* _Text_:

OTTAWA (Reuters) - The Bank of Canada will likely need to keep interest rates at or above 4% for most of 2023 to cool an overheated economy and tame high inflation, the International Monetary Fund (IMF) said in a report.
The central bank's benchmark overnight interest rate currently stands at a nearly 15-year high of 4.25% after a 50 basis point hike announced on Wednesday.
The IMF, in its annual review of Canada's economy released late Thursday, said "the key immediate priority is to bring inflation down without triggering a recession," and that it welcomed the Bank of Canada's "decisive policy tightening."
The bank has raised rates at a record pace of 400 basis points in nine months to fight inflation that is far above its target. Money markets expect the policy rate to peak at 4.36% in June and end 2023 at about 4.10%.
Inflation has been edging down after surging to a four-decade high in June, but is still more than three times the central bank's 2% target.
The IMF said inflation should continue declining and return to the 2% target by end-2024, while economic growth was set to slow to 3.3% in 2022 and 1.5% next year.

* _About this task_:
In the text about the IMF's review of Canada's economy, print the part from "The central bank's benchmark" up to and including "at about 4.10%.". You won't need the entries that follow.

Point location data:

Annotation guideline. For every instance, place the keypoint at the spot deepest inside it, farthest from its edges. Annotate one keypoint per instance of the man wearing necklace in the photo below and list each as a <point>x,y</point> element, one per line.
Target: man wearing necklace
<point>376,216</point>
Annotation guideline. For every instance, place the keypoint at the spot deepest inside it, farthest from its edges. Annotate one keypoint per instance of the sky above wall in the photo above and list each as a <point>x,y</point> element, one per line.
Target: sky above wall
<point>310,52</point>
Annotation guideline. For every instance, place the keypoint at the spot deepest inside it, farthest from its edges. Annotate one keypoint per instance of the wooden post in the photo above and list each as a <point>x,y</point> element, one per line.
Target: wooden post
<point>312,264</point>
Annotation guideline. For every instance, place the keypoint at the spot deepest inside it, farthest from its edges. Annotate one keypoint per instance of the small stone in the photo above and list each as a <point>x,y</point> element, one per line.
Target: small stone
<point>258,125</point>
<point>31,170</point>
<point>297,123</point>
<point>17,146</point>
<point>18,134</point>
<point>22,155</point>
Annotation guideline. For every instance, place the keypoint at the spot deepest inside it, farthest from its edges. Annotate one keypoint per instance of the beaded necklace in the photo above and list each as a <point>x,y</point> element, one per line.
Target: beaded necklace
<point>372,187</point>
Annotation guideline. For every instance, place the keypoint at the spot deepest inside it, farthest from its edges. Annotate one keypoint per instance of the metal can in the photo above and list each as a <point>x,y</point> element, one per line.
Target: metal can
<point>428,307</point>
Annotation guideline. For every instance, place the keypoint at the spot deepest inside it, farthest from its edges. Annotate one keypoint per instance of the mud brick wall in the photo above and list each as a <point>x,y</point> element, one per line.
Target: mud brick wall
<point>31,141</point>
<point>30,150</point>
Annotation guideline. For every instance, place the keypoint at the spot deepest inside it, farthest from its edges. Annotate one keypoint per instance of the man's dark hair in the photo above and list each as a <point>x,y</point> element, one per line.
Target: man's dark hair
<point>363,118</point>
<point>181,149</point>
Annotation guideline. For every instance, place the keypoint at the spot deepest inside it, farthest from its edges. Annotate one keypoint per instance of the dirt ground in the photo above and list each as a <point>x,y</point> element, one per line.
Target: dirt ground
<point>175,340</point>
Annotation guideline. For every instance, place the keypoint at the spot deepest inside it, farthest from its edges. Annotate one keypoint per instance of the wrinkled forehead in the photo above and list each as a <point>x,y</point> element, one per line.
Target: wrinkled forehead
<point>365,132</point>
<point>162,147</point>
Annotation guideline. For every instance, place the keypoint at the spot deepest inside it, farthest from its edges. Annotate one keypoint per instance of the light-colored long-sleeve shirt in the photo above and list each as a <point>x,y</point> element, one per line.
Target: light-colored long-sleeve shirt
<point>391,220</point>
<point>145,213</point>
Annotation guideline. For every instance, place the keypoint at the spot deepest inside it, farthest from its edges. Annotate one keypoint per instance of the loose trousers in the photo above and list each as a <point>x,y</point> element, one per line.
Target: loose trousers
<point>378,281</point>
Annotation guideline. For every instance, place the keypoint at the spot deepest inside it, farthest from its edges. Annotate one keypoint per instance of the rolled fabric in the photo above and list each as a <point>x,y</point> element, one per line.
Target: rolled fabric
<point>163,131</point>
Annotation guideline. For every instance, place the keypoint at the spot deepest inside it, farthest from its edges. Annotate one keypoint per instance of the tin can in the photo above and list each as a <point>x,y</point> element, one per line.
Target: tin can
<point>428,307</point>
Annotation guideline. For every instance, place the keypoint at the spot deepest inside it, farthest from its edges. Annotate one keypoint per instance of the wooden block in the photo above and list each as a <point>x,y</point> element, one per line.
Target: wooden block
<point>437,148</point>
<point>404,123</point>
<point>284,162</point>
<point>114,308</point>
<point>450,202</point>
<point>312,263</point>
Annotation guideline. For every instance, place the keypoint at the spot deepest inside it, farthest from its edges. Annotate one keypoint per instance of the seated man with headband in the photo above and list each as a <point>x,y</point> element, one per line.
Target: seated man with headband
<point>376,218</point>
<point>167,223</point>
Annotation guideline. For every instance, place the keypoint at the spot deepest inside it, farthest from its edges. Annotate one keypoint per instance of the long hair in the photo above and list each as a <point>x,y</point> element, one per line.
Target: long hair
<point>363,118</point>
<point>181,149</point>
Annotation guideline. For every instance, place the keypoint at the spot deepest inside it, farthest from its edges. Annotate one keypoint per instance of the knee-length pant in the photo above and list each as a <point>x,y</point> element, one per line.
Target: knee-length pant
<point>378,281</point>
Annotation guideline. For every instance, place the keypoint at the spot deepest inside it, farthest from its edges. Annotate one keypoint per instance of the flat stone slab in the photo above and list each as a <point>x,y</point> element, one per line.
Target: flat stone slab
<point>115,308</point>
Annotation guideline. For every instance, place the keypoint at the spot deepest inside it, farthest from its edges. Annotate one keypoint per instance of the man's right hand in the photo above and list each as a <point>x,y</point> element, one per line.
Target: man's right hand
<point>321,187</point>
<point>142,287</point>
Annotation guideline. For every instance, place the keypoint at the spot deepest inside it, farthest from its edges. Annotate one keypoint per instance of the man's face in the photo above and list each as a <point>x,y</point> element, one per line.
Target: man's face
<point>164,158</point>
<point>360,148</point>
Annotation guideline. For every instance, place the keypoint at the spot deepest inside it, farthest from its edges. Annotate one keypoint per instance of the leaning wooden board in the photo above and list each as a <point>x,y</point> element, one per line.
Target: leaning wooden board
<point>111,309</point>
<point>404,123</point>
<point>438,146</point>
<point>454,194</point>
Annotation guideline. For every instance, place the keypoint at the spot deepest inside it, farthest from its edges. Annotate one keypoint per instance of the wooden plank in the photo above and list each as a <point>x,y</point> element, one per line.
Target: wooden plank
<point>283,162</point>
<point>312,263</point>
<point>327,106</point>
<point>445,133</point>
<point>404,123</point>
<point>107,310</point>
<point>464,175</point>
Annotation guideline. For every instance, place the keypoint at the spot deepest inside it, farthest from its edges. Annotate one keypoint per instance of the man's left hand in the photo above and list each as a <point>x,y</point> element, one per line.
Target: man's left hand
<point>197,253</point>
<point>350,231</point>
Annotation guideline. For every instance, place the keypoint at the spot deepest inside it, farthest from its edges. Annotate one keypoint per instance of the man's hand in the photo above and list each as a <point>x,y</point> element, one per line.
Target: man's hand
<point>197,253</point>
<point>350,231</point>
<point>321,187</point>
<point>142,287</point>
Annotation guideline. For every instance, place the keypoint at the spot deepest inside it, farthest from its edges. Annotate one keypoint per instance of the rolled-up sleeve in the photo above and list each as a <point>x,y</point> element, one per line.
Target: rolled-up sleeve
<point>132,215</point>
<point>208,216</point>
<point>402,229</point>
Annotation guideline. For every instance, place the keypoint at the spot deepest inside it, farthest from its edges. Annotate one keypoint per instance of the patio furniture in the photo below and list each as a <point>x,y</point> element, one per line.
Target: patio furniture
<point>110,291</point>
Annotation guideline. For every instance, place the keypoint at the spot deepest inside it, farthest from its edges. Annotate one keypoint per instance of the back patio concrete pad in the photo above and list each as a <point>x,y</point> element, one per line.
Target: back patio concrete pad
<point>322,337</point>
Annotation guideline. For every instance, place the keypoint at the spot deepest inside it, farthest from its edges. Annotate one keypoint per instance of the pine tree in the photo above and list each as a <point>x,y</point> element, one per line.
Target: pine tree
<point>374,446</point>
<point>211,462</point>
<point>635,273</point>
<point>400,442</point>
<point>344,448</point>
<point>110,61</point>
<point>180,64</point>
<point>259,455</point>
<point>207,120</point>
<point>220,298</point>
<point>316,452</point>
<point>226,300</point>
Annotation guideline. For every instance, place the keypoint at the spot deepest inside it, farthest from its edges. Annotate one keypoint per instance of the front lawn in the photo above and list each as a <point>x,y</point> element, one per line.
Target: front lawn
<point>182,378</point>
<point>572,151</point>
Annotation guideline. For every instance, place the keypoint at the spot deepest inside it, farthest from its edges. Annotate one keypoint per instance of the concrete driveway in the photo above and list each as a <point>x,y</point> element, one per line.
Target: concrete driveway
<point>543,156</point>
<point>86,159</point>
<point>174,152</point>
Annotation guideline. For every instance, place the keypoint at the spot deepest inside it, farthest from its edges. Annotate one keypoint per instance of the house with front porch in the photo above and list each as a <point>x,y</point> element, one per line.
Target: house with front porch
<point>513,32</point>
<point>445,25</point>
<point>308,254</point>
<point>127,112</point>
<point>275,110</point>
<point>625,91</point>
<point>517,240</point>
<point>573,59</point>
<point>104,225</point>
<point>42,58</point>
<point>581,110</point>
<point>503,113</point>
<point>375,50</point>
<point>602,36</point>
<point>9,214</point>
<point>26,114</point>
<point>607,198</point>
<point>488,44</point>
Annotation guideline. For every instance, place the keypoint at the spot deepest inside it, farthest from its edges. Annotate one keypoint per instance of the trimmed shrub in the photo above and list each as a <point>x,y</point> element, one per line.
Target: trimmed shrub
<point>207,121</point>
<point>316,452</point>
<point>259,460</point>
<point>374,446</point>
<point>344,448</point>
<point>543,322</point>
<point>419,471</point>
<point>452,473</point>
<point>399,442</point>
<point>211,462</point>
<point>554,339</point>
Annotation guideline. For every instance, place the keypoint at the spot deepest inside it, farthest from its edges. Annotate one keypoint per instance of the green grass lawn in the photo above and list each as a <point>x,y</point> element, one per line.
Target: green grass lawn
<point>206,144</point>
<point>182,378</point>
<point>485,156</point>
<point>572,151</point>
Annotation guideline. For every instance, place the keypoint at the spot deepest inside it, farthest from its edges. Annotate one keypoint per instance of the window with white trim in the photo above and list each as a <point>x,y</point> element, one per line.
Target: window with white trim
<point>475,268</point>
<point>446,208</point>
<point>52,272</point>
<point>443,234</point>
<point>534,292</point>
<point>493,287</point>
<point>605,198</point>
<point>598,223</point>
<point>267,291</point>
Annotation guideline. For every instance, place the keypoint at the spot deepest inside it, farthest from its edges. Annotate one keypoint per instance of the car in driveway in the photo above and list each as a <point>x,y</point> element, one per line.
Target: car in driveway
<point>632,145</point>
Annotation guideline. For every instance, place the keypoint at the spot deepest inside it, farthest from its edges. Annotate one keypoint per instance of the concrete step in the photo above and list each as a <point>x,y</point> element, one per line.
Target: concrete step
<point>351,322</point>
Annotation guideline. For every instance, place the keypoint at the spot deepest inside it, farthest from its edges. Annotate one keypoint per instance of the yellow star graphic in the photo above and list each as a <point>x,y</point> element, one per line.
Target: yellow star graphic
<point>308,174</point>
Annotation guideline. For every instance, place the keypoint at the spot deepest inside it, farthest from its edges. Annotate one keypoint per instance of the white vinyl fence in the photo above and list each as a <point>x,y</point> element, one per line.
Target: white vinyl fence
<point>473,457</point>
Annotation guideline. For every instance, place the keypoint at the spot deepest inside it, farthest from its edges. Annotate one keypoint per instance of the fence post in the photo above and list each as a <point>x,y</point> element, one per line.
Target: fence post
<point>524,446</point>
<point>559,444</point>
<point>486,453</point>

* _Solution for this task_:
The central bank's benchmark overnight interest rate currently stands at a nearly 15-year high of 4.25% after a 50 basis point hike announced on Wednesday.
The IMF, in its annual review of Canada's economy released late Thursday, said "the key immediate priority is to bring inflation down without triggering a recession," and that it welcomed the Bank of Canada's "decisive policy tightening."
The bank has raised rates at a record pace of 400 basis points in nine months to fight inflation that is far above its target. Money markets expect the policy rate to peak at 4.36% in June and end 2023 at about 4.10%.